> **Exercise prompt**
Transcribe, word for word, the line containing "Check that each instance of the wooden lectern" and each line following it through the end of the listing below. Omit all other lines.

> **Task input**
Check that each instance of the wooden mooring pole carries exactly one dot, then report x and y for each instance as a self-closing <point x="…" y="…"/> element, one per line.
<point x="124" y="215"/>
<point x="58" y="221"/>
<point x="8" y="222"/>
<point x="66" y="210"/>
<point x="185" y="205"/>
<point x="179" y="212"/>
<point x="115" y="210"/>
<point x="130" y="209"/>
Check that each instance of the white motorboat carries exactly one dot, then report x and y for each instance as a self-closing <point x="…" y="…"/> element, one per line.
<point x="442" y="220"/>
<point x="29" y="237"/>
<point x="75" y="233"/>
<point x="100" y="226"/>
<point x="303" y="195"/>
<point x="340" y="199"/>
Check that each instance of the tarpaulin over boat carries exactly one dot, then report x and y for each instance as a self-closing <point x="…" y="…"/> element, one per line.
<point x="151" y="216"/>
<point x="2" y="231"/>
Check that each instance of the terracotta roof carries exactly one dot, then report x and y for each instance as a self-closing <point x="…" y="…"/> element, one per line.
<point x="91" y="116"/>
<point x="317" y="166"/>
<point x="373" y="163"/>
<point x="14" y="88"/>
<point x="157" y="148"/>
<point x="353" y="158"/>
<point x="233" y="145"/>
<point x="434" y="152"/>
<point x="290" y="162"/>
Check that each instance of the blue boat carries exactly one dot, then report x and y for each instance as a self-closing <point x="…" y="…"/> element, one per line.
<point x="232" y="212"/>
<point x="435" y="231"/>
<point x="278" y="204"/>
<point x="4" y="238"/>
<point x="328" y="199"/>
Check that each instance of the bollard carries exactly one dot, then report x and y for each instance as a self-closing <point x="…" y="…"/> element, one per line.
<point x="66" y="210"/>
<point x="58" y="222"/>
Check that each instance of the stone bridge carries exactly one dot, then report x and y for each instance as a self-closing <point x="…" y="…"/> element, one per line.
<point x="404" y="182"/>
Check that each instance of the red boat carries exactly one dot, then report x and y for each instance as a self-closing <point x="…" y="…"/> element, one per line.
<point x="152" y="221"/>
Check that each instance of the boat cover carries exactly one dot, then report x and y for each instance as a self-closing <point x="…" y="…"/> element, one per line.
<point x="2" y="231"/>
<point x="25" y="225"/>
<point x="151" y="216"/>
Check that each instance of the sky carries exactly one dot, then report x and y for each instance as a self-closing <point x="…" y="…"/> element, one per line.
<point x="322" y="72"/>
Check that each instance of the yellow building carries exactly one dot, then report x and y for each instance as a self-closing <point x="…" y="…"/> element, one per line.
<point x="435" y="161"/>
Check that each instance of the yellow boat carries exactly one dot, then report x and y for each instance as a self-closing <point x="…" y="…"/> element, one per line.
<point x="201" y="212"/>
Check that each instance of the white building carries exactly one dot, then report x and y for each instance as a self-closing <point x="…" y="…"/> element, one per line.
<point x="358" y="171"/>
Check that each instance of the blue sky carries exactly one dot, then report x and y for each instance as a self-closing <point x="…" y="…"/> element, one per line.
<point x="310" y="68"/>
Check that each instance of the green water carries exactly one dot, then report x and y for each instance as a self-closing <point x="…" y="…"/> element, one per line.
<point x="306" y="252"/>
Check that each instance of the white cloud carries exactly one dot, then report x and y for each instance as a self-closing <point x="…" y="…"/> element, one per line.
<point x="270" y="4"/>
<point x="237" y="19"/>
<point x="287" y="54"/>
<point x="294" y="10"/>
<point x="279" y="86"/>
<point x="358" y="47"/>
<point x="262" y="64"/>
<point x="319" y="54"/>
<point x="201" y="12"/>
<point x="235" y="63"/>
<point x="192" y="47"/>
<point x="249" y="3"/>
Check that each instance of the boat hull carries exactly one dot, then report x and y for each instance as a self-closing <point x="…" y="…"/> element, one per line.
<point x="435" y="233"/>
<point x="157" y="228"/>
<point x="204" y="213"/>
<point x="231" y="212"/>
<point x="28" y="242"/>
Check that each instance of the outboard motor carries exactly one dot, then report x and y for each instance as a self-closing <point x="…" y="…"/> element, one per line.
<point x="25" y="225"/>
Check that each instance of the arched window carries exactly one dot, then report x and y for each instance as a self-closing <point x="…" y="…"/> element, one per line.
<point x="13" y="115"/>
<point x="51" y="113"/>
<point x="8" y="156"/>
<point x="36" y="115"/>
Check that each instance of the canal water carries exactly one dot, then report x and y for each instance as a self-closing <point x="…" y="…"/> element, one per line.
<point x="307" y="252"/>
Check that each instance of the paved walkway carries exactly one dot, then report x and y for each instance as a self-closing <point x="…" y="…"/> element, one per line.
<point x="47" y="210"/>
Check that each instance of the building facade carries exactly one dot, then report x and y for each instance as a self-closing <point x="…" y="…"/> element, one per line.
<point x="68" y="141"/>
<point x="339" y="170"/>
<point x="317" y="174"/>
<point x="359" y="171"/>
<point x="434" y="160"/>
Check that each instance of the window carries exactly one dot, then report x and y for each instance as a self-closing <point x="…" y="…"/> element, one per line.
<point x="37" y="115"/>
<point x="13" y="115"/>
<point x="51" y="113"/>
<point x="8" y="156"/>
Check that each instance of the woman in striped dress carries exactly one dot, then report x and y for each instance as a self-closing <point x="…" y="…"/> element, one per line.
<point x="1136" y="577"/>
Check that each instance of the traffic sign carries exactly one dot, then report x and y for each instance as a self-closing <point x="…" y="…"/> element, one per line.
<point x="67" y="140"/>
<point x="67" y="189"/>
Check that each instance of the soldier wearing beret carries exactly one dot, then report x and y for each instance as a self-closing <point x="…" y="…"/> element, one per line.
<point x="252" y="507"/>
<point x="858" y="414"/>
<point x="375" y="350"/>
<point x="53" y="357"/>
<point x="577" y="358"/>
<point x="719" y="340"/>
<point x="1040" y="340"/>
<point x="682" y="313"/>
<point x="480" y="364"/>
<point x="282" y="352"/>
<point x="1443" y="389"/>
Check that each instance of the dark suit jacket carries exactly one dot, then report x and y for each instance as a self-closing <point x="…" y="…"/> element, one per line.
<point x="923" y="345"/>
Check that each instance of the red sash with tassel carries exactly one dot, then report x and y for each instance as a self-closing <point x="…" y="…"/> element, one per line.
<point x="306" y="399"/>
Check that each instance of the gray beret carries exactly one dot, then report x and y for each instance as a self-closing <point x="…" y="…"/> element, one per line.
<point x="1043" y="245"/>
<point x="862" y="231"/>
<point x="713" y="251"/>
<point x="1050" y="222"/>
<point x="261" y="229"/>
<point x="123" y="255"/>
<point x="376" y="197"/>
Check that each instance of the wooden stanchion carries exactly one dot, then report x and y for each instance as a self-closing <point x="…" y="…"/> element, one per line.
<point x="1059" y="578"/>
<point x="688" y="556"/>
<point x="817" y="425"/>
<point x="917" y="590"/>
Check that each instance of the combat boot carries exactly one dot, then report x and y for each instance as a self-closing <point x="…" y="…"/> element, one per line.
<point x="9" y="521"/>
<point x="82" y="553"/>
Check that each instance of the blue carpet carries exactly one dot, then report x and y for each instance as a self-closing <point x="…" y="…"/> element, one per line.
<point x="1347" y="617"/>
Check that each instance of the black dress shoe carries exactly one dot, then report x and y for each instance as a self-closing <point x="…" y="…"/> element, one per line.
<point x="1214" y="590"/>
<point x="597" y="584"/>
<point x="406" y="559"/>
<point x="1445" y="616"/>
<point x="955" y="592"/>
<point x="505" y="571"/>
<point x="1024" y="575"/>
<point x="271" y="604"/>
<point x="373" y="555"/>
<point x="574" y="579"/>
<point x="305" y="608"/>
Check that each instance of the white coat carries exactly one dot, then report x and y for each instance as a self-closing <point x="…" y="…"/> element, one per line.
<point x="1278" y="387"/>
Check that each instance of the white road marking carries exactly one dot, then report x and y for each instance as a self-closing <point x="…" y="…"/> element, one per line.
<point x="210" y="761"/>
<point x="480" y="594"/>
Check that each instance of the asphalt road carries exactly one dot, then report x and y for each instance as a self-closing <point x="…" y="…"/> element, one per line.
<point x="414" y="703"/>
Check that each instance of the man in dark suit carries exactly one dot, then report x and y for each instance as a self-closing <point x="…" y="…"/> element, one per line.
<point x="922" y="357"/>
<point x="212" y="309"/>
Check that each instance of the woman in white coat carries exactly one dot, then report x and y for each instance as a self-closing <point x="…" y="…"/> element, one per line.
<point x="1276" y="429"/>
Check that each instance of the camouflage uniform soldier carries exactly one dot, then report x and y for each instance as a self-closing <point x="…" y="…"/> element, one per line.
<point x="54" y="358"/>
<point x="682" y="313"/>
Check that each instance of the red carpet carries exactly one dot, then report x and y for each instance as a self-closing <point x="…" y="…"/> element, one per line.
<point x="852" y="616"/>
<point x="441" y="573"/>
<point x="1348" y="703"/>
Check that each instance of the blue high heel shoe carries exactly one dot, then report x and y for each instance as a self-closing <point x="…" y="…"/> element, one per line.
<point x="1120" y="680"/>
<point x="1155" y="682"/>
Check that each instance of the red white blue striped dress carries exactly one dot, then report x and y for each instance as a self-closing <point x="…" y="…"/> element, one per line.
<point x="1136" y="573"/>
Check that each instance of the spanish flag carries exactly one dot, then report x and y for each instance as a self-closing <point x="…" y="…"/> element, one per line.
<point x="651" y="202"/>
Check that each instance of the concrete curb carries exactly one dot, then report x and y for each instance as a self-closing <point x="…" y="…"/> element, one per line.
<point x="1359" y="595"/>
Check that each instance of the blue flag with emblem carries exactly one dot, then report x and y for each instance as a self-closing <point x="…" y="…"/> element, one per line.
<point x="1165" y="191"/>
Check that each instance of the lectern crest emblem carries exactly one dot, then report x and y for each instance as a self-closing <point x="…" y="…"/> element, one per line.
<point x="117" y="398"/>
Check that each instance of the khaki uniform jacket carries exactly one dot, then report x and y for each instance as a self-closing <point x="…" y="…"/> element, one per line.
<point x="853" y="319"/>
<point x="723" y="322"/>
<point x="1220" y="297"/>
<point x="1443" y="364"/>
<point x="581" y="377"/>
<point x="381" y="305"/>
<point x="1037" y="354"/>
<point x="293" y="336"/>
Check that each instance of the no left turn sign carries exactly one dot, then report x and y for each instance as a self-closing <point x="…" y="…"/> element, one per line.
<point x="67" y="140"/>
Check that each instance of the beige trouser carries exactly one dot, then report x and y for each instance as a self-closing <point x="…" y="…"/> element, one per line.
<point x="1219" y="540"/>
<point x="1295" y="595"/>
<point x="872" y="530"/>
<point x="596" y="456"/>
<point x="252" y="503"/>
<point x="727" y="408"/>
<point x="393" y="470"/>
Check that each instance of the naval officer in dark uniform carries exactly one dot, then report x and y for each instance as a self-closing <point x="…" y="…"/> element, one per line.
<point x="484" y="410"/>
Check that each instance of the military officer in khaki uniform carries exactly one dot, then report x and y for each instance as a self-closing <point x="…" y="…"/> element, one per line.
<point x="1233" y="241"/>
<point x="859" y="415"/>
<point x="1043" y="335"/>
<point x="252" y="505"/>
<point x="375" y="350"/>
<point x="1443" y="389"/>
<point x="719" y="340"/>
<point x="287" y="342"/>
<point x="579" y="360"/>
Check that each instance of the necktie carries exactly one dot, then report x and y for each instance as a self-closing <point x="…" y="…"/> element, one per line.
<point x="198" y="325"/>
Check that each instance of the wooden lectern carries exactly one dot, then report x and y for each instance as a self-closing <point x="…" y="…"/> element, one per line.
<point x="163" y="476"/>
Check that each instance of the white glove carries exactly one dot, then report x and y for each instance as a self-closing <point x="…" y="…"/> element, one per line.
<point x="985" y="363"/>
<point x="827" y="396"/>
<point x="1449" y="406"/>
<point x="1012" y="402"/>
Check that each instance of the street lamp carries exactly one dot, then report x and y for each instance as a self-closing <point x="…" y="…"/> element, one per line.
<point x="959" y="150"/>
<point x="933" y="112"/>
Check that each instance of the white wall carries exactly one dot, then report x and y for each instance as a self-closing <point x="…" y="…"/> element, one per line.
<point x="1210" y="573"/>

> **Task response**
Check that each instance of the wooden lectern carries exactly one dot, then report x and y for each instance as a self-closing <point x="…" y="…"/> element, one per line.
<point x="163" y="476"/>
Check that each instance of the white glove carries exactly one dot, then report x and y for each instance as a self-closing <point x="…" y="…"/> element, one per line.
<point x="985" y="363"/>
<point x="827" y="396"/>
<point x="1449" y="406"/>
<point x="1012" y="402"/>
Check that each instance of the street lamp carries exactly one dot, then report x and y for each instance as a self-closing <point x="…" y="…"/> element, one per line.
<point x="959" y="150"/>
<point x="933" y="112"/>
Check that each instance of the white wall carries exactly one dot, then report x and y for each instance as a self-closing <point x="…" y="…"/> element, one per line.
<point x="1210" y="573"/>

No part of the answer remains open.